- LISTE DES TÂCHES:
**a)** D'après le texte sur la filière de l’eau, combien de candidats le BTS GEMEAU a-t-il enregistrés en 2023 ?
**b)** Reproduisez tout le passage du texte sur la filière de l’eau, de « 1. Adopter les » jusqu’à « services d’eau . ».

- TEXTE FOURNI:
● ● ●

Un secteur en quête de talents
Ces dernières années, la filière de l’eau fait face à un déclin des inscriptions dans les formations spécialisées et à une pénurie croissante de diplômés. Dans le contexte actuel où la gestion des ressources en eau devient une problématique majeure, tant pour les acteurs publics que privés, la difficulté de recruter des spécialistes du secteur de l’eau ajoute un défi supplémentaire. Avec environ 20 000 services publics d’eau en France, la nécessité de trouver des solutions innovantes et efficaces à ce déficit est plus pressante que jamais.
Baisse des candidatures : un défi pour le recrutement
Le secteur souffre d’un désamour en France pour les formations techniques au profit d’études plus théoriques, exacerbant les tensions sur le marché du travail. Le BTS Gestion et Maîtrise de l’Eau (GEMEAU), un diplôme reconnu par le ministère de l’Agriculture, illustre parfaitement cette baisse de candidatures. Malgré une bonne représentation nationale, avec 32 établissements proposant une quarantaine de programmes différents, à la fois en formation scolaire et en apprentissage, le nombre de candidats a chuté de près de 40%, depuis 2010. Le nombre de candidats s’élevait entre 800 et 850 en 2010, il n’est plus que de 538 en 2023.
En complément, le BTS « Métiers de l’eau » de l’Éducation nationale a vu son plus faible nombre de diplômés depuis sa création, soit 147 diplômés pour 32 établissements. Cette tendance révèle un désintérêt croissant pour les carrières liées à l’eau, exacerbé par un secteur sous tension et méconnu du grand public.
Quelles solutions ?
1. Adopter les nouvelles technologies
Les nouvelles technologies dans le domaine de l’eau comme l’IA et le suivi en temps réel des informations sur le cycle de l’eau permettent d’anticiper les défaillances. Cela limite les interventions humaines lors des astreintes par exemple, point délicat à gérer pour les agents en poste, en particulier les nuits et week end. Utiliser les nouvelles technologies dans les processus de formation et mettre en place de nouvelles modalités de formation en e-learning et blended learning permet de former rapidement et efficacement les nouveaux embauchés, tout en proposant des formations continues aux employés actuels. Cela contribue à leur développement professionnel et personnel, un autre point important pour fidéliser les employés des services d’eau .

● ● ●

- LIGNES DE DONNÉES:
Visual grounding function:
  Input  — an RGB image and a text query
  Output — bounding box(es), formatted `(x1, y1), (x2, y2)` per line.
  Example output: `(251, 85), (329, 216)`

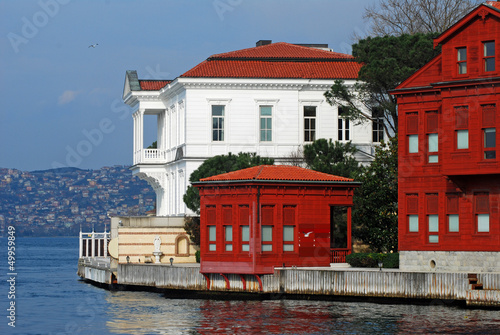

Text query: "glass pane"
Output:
(428, 134), (438, 152)
(429, 215), (439, 233)
(448, 214), (458, 233)
(224, 226), (233, 242)
(484, 57), (495, 71)
(484, 42), (495, 57)
(457, 130), (469, 149)
(283, 226), (294, 242)
(208, 226), (216, 241)
(262, 244), (273, 251)
(262, 226), (273, 242)
(477, 214), (490, 233)
(266, 117), (273, 129)
(429, 155), (439, 163)
(408, 135), (418, 154)
(260, 106), (273, 115)
(408, 215), (418, 232)
(457, 48), (467, 61)
(304, 106), (316, 116)
(212, 105), (224, 116)
(241, 226), (250, 242)
(458, 62), (467, 74)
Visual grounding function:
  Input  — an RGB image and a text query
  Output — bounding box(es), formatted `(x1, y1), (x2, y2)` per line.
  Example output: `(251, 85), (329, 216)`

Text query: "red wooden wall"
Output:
(198, 183), (354, 274)
(393, 6), (500, 251)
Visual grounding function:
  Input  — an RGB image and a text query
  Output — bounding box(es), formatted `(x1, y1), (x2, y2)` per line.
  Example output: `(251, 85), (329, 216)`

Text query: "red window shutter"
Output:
(261, 206), (274, 225)
(222, 206), (233, 225)
(406, 113), (418, 134)
(425, 111), (438, 133)
(481, 104), (496, 127)
(207, 206), (216, 225)
(240, 206), (250, 225)
(406, 194), (418, 214)
(475, 193), (490, 213)
(283, 206), (295, 225)
(427, 194), (439, 214)
(446, 194), (458, 214)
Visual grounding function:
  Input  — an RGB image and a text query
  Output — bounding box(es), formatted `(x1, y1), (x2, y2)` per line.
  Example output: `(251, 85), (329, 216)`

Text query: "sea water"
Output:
(0, 237), (500, 335)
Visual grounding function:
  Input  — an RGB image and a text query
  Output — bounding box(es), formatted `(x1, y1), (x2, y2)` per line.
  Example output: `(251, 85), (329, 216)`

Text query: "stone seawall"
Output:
(79, 264), (500, 308)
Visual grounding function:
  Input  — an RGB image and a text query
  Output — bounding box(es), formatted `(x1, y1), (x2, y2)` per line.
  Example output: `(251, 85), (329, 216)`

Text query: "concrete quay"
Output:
(78, 258), (500, 309)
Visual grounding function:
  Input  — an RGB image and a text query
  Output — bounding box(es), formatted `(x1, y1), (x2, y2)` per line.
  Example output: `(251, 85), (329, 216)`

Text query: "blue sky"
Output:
(0, 0), (377, 171)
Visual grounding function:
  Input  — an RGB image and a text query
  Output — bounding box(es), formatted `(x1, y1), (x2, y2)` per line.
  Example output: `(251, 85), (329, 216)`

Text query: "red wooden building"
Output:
(194, 165), (359, 274)
(392, 1), (500, 271)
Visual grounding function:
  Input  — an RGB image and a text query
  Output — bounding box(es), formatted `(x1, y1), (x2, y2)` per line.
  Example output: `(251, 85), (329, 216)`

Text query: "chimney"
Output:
(255, 40), (273, 47)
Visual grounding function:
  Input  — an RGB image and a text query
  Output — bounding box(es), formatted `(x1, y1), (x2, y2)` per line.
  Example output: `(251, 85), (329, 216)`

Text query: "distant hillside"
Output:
(0, 166), (155, 236)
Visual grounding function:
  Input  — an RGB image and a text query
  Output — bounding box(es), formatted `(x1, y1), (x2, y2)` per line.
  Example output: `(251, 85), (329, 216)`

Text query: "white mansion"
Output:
(123, 41), (383, 219)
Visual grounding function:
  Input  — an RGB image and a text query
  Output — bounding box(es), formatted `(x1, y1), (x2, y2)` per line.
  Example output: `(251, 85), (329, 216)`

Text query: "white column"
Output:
(78, 229), (83, 258)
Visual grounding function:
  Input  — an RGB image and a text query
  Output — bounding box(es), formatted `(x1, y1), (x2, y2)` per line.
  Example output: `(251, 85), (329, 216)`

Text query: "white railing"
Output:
(78, 231), (110, 258)
(134, 149), (165, 164)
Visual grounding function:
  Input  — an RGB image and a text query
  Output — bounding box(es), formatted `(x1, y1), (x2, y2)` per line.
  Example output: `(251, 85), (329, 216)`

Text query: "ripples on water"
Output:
(0, 238), (500, 335)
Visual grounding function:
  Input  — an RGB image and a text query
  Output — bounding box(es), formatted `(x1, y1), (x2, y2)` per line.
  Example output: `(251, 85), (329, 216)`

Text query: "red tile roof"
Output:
(139, 80), (172, 91)
(181, 60), (361, 79)
(209, 42), (354, 60)
(486, 1), (500, 9)
(181, 42), (361, 79)
(200, 165), (354, 182)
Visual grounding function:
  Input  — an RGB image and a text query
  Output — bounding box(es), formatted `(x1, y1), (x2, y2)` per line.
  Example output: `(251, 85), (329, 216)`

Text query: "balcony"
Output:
(134, 149), (167, 165)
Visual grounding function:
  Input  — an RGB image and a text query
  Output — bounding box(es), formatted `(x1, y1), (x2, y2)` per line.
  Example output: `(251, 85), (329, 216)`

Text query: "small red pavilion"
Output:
(194, 165), (360, 274)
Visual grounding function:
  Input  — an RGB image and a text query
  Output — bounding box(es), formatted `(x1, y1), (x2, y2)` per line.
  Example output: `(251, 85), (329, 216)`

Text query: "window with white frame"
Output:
(483, 41), (495, 72)
(212, 105), (225, 142)
(259, 106), (273, 142)
(304, 106), (316, 142)
(338, 106), (351, 141)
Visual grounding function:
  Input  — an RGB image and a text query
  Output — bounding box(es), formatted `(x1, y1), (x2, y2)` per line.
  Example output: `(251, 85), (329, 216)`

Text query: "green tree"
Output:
(353, 137), (398, 252)
(325, 33), (440, 137)
(183, 152), (274, 245)
(304, 138), (361, 178)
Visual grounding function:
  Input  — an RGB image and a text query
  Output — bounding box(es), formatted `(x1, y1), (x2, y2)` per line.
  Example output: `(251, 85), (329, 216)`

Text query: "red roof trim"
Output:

● ● ●

- RÉPONSES PAR TÂCHE:
**a)** 538 candidats.

**b)**
1. Adopter les nouvelles technologies
Les nouvelles technologies dans le domaine de l’eau comme l’IA et le suivi en temps réel des informations sur le cycle de l’eau permettent d’anticiper les défaillances. Cela limite les interventions humaines lors des astreintes par exemple, point délicat à gérer pour les agents en poste, en particulier les nuits et week end. Utiliser les nouvelles technologies dans les processus de formation et mettre en place de nouvelles modalités de formation en e-learning et blended learning permet de former rapidement et efficacement les nouveaux embauchés, tout en proposant des formations continues aux employés actuels. Cela contribue à leur développement professionnel et personnel, un autre point important pour fidéliser les employés des services d’eau .